- Estratto selezionato -
Professore, cosa dobbiamo aspettarci da questa curva nei prossimi giorni?
L’incremento dei casi dell’ultima settimana-dieci giorni è certamente preoccupante. Rispetto a marzo-aprile oggi abbiamo un quadro più chiaro, visto che il numero di tamponi che facciamo in questi giorni è cinque volte superiore a quelli che si facevano tra marzo e aprile, per cui riusciamo ad intercettare moltissimi asintomatici che prima ci sfuggivano. Un dato che rimane stabile da qualche mese ormai è la percentuale dei ricoverati in reparto (circa 4,5%) e in terapia intensiva (0,5%) rispetto al totale dei positivi. Sembrano numeri piccoli, ma su 10mila casi giornalieri stiamo parlando di 450 ricoverati e 50 ammessi in terapia intensiva al giorno. Il numero dei decessi segue con qualche settimana di ritardo queste curve, e quindi purtroppo c’è da attendersi un ulteriore incremento anche di questo indicatore.

- Materiale fornito -

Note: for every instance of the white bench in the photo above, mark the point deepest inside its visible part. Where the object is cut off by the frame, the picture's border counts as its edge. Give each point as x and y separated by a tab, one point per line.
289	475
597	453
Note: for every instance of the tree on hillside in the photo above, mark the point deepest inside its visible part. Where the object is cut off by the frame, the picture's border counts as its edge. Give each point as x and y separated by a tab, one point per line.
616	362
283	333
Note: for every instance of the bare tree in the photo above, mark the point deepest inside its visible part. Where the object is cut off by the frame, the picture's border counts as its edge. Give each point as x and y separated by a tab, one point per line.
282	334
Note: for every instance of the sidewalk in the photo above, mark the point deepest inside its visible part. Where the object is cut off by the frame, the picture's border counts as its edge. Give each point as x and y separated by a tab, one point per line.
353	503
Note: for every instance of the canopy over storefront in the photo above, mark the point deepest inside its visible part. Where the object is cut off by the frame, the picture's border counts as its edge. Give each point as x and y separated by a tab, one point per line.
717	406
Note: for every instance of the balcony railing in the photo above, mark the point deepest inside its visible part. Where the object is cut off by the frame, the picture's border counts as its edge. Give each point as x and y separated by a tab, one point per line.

- Requisiti del compito -
Secondo l'estratto selezionato, quante volte il numero di tamponi effettuati in questi giorni supera quello del periodo tra marzo e aprile?

- Risposta al compito -
Il numero di tamponi è cinque volte superiore a quello di marzo-aprile.